====== Supplied records ======

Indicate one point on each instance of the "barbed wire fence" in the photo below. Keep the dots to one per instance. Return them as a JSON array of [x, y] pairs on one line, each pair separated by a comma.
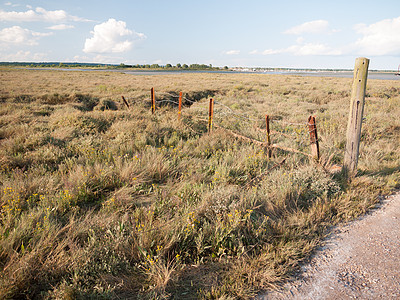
[[217, 109]]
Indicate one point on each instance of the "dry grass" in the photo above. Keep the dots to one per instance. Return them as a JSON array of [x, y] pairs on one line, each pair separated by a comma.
[[98, 201]]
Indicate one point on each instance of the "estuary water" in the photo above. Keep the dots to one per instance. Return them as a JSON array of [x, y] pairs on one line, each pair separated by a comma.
[[341, 74]]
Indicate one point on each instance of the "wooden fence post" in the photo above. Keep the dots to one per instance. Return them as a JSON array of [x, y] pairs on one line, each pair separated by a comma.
[[312, 129], [180, 106], [126, 102], [153, 101], [210, 114], [356, 114], [268, 136]]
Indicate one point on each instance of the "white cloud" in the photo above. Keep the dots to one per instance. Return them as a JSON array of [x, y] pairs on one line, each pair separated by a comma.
[[381, 38], [24, 56], [312, 49], [273, 51], [232, 52], [317, 26], [20, 36], [111, 37], [60, 27], [39, 14]]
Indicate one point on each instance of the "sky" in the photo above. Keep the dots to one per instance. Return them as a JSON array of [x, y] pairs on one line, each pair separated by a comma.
[[247, 33]]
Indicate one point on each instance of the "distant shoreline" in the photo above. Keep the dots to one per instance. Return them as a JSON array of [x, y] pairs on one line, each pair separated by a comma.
[[379, 75]]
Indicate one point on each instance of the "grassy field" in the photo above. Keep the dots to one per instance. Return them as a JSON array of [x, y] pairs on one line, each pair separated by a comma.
[[99, 201]]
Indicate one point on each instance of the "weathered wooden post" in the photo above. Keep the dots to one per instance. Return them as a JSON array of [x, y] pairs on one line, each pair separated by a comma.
[[210, 115], [356, 115], [312, 129], [268, 136], [153, 101], [180, 106]]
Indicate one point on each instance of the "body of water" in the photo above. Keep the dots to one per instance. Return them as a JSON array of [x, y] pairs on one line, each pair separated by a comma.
[[341, 74]]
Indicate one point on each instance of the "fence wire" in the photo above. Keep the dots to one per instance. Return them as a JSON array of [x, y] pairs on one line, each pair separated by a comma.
[[225, 110]]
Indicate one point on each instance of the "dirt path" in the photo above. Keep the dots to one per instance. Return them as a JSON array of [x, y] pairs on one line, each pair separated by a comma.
[[359, 261]]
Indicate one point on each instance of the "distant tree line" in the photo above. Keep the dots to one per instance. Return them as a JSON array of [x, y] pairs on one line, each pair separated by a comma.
[[111, 66]]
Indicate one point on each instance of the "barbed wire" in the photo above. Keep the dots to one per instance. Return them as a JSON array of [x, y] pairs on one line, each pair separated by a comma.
[[225, 110]]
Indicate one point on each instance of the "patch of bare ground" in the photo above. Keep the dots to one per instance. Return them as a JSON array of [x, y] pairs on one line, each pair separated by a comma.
[[358, 261]]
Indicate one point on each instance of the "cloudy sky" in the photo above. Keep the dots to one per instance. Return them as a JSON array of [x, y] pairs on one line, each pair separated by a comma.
[[264, 33]]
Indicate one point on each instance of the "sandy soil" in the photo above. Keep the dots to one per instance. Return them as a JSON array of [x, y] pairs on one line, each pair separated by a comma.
[[360, 260]]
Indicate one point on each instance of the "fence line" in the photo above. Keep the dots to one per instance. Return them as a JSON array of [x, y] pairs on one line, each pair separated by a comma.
[[312, 129]]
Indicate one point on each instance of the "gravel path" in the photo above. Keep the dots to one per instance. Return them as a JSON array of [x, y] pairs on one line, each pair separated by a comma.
[[360, 260]]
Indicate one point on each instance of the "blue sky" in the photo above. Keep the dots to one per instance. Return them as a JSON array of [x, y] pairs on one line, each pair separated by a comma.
[[254, 33]]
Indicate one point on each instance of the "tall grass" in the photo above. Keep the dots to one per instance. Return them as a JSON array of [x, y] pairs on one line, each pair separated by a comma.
[[98, 201]]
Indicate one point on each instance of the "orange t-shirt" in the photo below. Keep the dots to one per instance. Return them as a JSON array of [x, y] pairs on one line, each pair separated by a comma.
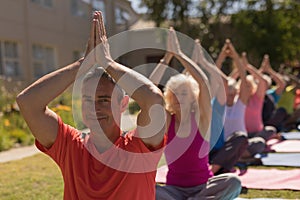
[[85, 177]]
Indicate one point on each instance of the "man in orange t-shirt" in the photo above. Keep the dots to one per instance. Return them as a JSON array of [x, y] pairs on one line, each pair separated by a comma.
[[104, 164]]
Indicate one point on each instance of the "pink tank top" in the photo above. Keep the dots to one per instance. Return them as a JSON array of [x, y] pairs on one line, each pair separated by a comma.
[[187, 157], [253, 114]]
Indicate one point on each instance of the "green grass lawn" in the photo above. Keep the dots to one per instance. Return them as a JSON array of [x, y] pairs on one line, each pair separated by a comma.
[[38, 177]]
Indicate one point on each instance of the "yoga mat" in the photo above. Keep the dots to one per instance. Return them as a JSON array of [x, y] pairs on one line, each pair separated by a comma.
[[283, 146], [280, 159], [291, 135], [272, 179]]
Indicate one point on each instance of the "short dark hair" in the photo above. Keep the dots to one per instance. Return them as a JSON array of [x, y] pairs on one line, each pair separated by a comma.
[[99, 72]]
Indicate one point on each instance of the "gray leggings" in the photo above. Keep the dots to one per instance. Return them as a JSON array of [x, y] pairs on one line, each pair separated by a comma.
[[224, 186], [257, 141]]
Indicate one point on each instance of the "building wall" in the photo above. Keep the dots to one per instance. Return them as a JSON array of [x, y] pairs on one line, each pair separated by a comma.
[[27, 23]]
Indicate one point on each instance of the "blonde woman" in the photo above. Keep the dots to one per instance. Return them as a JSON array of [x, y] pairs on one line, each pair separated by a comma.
[[188, 106]]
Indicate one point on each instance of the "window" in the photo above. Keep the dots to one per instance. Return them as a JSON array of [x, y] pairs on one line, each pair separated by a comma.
[[80, 8], [121, 15], [9, 59], [43, 60], [44, 3]]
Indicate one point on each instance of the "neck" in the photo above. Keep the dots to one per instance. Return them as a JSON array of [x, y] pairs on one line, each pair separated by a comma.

======

-- Task details --
Reproduce the data from its beginning through the line containing "[[247, 33]]", replacing each occurrence of "dots" with "marks" and leaving everything else unchanged. Omit the pictures from your answer.

-- Result below --
Indicate one point on each instance of the "barbed wire fence" in the photo below. Keep the marks to one per instance. Return them as a JSON array of [x, y] pairs on one line, each pair separated by a comma.
[[217, 109]]
Indicate one point on each instance of the "dry grass" in the photo above. Keep the marks to one per instance. Return them as a JSON array of [x, y] pairs on one line, each pair separated by a comma.
[[98, 201]]
Indicate one point on each instance of the "estuary water" in the photo above. Keep the marks to one per instance. Return them as a JSON array of [x, y] pairs on one line, each pair separated by a comma.
[[341, 74]]
Indicate one point on each instance of the "wooden fence post" in the photo above. Keep the marks to one per instance. Return them as a JSON array of [x, y] pairs on one line, each pair separated by a comma.
[[312, 129], [180, 106], [126, 102], [153, 101], [210, 114], [356, 114], [268, 136]]
Indicate one point on each instance of the "white cloud" in the photo above. Keep the marks to one per instance. Return them as a JSON array of [x, y] pairs on one line, each pair separated by a comma.
[[381, 38], [24, 56], [312, 49], [273, 51], [232, 52], [317, 26], [20, 36], [111, 37], [60, 27], [39, 14]]
Indicate one point on each instance of the "sky" in the photo above. Keep the marks to one per instance. Return them as a JSON array of [x, y] pairs on one line, each pair separated by a comma.
[[247, 33]]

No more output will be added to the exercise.